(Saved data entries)
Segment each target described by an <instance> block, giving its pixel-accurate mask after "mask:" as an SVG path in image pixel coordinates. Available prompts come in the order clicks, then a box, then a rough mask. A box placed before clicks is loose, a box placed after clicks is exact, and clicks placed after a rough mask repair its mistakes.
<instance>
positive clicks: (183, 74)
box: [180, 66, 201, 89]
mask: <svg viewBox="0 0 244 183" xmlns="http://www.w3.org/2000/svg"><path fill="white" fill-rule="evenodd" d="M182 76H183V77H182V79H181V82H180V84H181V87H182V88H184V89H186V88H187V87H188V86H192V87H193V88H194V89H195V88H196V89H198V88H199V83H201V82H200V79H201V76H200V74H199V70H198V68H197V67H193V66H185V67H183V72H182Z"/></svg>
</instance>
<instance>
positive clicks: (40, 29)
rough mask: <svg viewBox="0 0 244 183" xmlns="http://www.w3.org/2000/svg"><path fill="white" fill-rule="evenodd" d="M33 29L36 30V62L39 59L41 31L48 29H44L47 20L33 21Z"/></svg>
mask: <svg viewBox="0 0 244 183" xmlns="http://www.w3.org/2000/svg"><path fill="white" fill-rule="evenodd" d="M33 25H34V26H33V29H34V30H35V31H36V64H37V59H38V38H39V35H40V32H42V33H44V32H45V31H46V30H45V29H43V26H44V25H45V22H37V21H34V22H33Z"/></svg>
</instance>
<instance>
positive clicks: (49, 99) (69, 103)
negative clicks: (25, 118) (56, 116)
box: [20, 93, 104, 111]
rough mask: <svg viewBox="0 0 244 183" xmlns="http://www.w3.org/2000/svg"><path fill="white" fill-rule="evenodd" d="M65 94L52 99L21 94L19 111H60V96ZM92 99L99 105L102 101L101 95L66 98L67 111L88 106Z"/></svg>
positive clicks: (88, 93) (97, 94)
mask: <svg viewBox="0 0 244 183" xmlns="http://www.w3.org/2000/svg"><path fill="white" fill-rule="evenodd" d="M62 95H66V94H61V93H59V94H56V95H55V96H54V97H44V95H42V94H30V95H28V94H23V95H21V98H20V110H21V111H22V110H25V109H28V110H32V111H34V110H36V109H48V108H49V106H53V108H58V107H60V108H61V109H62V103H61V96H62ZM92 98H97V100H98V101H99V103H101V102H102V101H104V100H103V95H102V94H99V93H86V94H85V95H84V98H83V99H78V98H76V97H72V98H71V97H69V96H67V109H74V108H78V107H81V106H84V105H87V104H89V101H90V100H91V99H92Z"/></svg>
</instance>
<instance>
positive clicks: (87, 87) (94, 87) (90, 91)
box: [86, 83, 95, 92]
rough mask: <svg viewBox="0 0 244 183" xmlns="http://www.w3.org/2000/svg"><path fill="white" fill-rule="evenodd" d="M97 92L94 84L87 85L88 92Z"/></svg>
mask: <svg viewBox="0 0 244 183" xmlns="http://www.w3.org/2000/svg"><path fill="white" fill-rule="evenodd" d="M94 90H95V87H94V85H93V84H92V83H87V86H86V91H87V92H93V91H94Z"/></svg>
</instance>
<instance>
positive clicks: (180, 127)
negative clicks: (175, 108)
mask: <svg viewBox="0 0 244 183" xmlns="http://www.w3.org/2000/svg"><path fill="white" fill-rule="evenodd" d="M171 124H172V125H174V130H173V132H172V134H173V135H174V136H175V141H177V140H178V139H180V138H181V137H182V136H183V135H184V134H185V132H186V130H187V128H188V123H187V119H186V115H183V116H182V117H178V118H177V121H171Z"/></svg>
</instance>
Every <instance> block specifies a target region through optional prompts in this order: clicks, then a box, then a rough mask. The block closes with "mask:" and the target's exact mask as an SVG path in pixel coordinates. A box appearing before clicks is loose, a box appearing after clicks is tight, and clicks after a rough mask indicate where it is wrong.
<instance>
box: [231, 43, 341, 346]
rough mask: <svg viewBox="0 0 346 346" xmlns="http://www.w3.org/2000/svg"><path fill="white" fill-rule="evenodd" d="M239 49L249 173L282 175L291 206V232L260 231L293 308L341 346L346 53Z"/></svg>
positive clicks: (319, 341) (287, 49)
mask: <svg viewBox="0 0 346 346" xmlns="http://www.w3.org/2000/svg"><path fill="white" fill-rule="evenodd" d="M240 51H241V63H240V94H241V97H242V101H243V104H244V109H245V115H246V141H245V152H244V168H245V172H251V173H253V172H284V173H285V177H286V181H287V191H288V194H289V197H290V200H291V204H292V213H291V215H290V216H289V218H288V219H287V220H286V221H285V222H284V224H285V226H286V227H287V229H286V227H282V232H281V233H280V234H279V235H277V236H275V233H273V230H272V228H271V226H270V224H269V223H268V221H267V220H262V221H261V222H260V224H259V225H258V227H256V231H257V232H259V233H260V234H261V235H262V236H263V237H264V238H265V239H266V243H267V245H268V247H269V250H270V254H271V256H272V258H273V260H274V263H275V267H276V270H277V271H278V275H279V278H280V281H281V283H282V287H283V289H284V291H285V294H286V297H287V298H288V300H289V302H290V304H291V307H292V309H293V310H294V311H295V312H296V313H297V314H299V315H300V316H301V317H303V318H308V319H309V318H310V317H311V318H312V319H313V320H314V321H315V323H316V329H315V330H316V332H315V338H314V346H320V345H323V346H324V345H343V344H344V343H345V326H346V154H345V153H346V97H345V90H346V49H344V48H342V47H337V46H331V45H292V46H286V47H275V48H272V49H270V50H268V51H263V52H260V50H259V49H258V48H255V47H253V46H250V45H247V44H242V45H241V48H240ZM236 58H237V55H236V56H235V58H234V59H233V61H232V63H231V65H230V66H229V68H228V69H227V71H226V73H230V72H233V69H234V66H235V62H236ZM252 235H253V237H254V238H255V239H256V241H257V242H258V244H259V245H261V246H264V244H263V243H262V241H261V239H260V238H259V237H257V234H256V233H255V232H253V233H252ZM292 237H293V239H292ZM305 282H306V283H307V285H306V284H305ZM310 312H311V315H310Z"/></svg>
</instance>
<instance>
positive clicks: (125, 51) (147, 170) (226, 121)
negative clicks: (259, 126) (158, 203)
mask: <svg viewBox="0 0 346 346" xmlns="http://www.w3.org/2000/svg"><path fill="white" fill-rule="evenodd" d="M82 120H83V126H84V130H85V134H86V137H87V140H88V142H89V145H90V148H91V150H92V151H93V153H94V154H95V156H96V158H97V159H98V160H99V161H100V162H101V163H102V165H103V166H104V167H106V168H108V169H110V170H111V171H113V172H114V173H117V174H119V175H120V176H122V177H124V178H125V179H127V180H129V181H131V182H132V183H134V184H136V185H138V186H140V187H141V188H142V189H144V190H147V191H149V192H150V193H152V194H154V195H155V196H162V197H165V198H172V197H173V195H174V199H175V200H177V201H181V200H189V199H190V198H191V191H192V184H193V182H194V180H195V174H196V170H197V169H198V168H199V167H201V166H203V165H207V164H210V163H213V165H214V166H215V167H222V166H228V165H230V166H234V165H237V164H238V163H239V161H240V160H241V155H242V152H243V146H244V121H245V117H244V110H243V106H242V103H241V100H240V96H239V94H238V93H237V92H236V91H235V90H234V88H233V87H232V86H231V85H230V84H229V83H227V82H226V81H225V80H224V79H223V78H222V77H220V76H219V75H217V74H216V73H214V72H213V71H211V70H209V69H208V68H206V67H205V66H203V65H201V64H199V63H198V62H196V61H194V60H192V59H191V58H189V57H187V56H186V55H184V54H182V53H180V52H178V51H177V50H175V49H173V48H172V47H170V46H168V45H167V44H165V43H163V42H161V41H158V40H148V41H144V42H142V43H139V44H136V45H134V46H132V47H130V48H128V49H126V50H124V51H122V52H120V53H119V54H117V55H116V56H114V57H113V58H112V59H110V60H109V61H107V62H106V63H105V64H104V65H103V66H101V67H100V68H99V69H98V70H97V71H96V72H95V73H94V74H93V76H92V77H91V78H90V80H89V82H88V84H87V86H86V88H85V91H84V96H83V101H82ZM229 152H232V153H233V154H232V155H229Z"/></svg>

Goal of the exercise: Write out only the lines from the very start of the entries above to the line that includes "positive clicks: (183, 74)", both ends included, each one unchanged.

Exercise result:
Segment each target described by an <instance> block, giving its pixel-accurate mask after "mask:" as an SVG path in image pixel coordinates. Available prompts come in the order clicks, then a box, then a rough mask. A box placed before clicks is loose, a box placed after clicks is exact, and clicks placed after a rough mask repair its mistakes.
<instance>
positive clicks: (183, 74)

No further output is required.